LA CUEVA DE LOS MURCIÉLAGOS DE LA POBLACIÓN DE
ZUHEROS
En
una ocasión de hace ya bastantes años y en
plan familiar dominguero decidimos desplazarnos a
la subbética cordobesa para hacerle una visita a la población de Zuheros y también
a la conocida Cueva de Los Murciélagos; tal renombre tomó esta que con mucho tiempo había que solicitar el correspondiente permiso
para poder hacerle una visita.
Mereció
el esfuerzo visitar esa cavidad de interés nacional donde existen numerosos
estancias y alguna que otra
laguna de cristalinas y profundas aguas, así como diversas estancias donde el
agua de lluvia penetra mediante la porosidad de las rocas calizas formando esos
chupones de arriba hacia abajo e inversamente, llamados estalactitas y
estalagmitas. El crecimiento de estos elementos es tan lento que necesitan una centena
de años para poder crecer tan solo un centímetro, con ello ya nos podemos dar una idea respecto a la antigüedad que esta cavidad tiene
A
estas alturas de la vida y en estos tiempos modernos resulta apasionante poder leer estas interesantes vivencias experimentadas por dos alpinistas que por allá de la
primera década del pasado siglo XX acometieron existosamente; con el paso del tiempo vino a suponer un importante descubrimiento de la época del neolítico.
Este es él interesante relato de los dos
alpinistas llamados Manuel Mata Funes y Juan Fernández que vivieron esta gesta y que con todo lujo de detalles nos narraron y contaron sus vivencias experimentadas durante el periodo de exploración de la célebre cavidad montañosa que con el paso del tiempo se hizo famosa.

DATOS REGISTRADOS

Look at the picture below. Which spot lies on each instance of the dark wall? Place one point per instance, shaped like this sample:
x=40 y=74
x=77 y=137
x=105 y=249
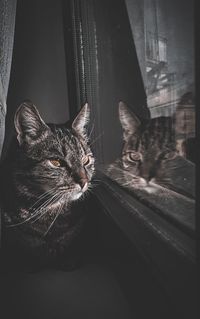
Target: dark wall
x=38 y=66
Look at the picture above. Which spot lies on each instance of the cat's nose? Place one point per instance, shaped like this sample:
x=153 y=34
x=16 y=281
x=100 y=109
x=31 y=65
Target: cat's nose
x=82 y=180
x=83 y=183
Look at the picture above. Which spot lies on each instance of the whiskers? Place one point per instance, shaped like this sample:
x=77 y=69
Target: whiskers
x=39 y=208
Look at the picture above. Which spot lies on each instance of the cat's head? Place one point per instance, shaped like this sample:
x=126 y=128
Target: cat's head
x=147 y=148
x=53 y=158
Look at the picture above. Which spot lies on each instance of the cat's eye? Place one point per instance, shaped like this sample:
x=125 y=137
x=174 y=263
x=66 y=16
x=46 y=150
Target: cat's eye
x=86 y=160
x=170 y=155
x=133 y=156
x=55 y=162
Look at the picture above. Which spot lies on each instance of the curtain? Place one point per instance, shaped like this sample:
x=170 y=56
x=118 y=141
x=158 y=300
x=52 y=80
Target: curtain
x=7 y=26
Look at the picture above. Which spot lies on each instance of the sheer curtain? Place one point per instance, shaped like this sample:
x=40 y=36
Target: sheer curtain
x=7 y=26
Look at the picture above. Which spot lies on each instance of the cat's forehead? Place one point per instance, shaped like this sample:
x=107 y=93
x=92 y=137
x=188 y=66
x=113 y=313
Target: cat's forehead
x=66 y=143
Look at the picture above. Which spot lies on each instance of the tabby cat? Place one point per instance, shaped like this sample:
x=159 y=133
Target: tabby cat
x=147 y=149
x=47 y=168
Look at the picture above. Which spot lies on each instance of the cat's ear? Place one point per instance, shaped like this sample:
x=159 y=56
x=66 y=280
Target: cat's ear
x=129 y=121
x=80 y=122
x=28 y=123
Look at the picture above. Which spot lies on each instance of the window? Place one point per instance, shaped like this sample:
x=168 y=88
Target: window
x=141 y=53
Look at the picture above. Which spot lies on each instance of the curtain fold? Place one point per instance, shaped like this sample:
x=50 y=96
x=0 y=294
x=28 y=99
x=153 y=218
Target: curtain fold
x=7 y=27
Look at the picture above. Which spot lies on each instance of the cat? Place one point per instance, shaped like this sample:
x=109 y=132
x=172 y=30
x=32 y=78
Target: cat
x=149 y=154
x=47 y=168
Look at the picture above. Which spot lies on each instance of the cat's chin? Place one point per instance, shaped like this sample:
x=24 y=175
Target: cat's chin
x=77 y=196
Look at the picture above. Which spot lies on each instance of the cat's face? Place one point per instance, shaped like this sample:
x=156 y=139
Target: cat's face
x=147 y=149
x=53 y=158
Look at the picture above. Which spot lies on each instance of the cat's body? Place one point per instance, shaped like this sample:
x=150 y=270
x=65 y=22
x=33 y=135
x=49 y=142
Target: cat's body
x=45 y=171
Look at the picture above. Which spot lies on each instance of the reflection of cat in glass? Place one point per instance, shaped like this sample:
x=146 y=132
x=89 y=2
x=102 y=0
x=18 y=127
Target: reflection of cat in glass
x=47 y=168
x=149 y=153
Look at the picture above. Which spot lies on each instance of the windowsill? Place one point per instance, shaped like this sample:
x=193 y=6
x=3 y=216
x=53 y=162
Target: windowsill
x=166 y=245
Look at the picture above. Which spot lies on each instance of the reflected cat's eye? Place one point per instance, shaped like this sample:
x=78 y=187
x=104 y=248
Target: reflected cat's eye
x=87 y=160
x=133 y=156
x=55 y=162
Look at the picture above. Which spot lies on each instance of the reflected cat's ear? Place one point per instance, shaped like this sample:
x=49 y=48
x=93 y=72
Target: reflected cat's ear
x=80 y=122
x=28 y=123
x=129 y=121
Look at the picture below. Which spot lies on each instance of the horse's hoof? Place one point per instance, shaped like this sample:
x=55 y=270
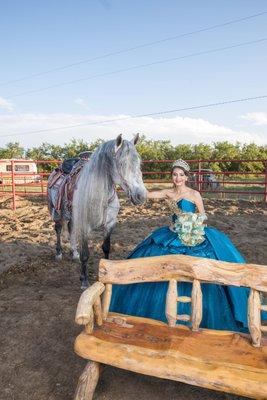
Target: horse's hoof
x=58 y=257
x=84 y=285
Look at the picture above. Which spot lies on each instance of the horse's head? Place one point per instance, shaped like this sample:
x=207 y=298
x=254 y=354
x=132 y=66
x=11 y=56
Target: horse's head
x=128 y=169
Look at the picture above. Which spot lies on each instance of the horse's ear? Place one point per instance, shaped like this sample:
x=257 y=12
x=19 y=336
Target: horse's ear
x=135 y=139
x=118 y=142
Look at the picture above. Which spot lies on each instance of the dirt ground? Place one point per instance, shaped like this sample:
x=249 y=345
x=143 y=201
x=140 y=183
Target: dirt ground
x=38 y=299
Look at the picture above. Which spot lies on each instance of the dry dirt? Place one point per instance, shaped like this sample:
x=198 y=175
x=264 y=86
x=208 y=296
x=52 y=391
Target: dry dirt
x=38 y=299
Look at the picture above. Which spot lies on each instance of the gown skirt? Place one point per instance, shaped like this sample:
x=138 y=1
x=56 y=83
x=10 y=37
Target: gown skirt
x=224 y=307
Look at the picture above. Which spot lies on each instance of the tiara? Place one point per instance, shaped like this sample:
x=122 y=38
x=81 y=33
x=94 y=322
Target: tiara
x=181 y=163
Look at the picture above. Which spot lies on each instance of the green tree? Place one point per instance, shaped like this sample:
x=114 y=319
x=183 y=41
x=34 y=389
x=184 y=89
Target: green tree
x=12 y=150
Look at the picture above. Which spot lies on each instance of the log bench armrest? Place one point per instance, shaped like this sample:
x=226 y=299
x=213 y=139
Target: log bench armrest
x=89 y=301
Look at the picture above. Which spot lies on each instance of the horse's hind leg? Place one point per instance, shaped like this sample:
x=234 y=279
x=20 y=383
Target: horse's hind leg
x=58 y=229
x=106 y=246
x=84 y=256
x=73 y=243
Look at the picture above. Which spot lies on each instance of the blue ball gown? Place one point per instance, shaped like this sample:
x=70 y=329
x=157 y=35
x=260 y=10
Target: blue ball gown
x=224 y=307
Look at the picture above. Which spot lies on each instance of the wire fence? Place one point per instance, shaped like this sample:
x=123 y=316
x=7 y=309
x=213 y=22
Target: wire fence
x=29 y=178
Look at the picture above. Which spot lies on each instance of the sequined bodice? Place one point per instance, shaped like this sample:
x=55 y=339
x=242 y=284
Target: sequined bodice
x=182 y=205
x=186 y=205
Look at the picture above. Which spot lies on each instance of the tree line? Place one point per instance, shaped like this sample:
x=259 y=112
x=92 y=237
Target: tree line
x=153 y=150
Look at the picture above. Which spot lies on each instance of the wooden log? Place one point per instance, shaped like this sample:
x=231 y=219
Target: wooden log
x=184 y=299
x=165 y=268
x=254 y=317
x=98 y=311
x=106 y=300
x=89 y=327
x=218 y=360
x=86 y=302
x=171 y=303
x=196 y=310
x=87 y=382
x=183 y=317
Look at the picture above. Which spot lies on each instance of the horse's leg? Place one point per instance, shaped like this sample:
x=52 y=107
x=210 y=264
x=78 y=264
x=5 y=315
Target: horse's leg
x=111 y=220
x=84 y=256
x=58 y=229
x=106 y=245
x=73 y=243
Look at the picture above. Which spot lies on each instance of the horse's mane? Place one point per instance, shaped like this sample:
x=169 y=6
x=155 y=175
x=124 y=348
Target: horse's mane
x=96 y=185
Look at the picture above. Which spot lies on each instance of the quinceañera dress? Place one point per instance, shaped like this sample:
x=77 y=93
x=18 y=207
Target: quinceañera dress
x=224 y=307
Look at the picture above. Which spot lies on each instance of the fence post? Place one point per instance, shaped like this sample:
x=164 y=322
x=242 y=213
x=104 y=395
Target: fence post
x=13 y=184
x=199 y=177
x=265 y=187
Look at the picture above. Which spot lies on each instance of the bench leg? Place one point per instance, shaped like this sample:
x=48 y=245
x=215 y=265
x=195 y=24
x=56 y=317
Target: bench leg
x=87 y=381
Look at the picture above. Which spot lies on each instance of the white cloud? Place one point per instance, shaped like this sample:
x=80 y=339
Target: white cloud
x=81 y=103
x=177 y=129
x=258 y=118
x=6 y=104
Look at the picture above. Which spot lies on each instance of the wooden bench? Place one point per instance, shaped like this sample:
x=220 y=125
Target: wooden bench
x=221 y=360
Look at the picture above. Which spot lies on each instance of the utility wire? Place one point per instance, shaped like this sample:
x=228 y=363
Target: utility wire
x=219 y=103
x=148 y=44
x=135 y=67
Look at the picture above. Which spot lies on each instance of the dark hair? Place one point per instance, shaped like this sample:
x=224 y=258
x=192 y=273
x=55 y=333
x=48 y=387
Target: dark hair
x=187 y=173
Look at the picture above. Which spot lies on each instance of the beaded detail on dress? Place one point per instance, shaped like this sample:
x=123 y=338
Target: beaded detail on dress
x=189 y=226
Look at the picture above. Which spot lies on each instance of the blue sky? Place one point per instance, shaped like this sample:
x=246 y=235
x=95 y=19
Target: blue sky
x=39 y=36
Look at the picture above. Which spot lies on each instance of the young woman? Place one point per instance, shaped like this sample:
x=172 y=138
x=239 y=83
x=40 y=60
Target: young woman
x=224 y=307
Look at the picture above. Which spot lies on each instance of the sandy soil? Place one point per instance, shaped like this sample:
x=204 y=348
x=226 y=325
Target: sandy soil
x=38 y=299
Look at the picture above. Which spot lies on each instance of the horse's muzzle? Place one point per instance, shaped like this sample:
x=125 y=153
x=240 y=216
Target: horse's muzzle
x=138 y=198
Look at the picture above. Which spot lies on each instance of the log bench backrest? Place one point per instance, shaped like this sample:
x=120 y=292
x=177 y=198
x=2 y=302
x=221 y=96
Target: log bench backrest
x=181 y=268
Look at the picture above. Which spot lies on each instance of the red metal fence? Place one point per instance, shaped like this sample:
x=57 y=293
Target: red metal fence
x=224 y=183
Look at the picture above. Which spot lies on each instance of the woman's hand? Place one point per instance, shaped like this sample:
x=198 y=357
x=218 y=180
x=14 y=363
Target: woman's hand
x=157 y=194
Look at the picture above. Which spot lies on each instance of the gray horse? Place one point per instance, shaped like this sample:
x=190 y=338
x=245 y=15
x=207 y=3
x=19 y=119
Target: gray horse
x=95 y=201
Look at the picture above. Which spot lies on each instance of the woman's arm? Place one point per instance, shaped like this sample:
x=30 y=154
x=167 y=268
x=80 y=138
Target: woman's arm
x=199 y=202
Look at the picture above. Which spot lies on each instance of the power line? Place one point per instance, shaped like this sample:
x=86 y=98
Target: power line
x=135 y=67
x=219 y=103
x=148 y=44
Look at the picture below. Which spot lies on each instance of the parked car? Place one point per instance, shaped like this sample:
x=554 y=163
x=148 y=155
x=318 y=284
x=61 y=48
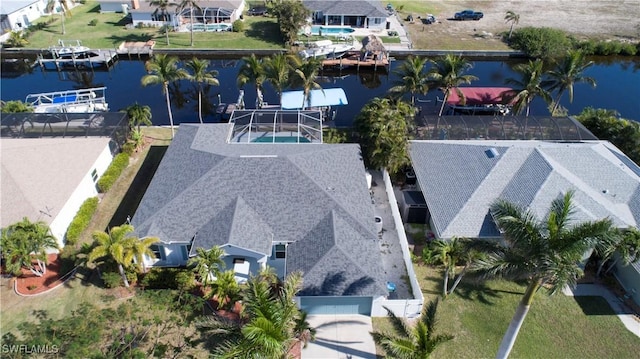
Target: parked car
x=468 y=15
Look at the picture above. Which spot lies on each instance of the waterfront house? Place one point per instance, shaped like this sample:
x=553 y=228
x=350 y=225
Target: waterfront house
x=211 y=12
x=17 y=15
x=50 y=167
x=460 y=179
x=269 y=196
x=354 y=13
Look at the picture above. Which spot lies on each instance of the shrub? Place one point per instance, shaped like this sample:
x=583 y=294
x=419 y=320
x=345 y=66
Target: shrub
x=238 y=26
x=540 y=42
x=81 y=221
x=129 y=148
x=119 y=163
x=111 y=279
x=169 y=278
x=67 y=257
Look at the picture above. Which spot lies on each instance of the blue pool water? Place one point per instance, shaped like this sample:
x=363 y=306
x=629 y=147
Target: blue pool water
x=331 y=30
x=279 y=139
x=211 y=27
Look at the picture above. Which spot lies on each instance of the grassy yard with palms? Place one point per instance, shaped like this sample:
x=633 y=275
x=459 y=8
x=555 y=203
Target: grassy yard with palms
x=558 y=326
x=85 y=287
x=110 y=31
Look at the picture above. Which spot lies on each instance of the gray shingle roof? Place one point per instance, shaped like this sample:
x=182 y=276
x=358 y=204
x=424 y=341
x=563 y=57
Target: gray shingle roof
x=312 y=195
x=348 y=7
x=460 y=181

CONSIGNA 1
Según el texto sobre la Cueva de los Murciélagos de Zuheros, ¿cuánto tiempo necesitan las estalactitas y estalagmitas para crecer un centímetro?
CONSIGNA 2
Retoma el texto sobre la Cueva de los Murciélagos de Zuheros y continúalo a partir de su última oración.

RESPUESTA ESCRITA 1
Necesitan una centena de años.

RESPUESTA ESCRITA 2
“La
excursión para explorar la cueva de los Murciélagos en Zuheros, resultaba interesante en todos
los conceptos; pocos días antes habíamos intentado su recorrido y solo llegamos
a conocer unos quinientos metros, pero hoy, provistos de medios e incluso
víveres, intentamos llegar al final y obtener algunas fotografías con la ayuda
del magnesio.
La
ascensión a la sierra donde se encuentra la entrada, es pintoresca; un viento
húmedo y frío nos acompaña. Al fin dimos vista a la entrada de la caverna, en consonancia al prólogo de un cuento de
miedo, impresionante por formar dos grandes semicírculos que de lejos semejan
los ojos profundos y obscuros con que la montaña escudriña eternamente los
valles y campiña.
A
mediodía franqueamos la entrada y nos encontramos en un vestíbulo de grandes
proporciones, pues la altura no es inferior a los siete u ocho metros; dentro
se nota un vaho templado que contrasta con la temperatura externa.
Descansamos
breves momentos, y preparamos las luces; una vez hecho esto, nos dirigimos
hacía el fondo donde hay una estrecha grieta, por donde continuar: Aquí puede
decirse que comienza la verdadera entrada; tan estrecha se encuentra en sus
principios que nos vemos obligados a encogernos y arrastrarnos contra sus
paredes, tropezando y resbalando a cada momento sobre un mare- magnun de piedras
sueltas.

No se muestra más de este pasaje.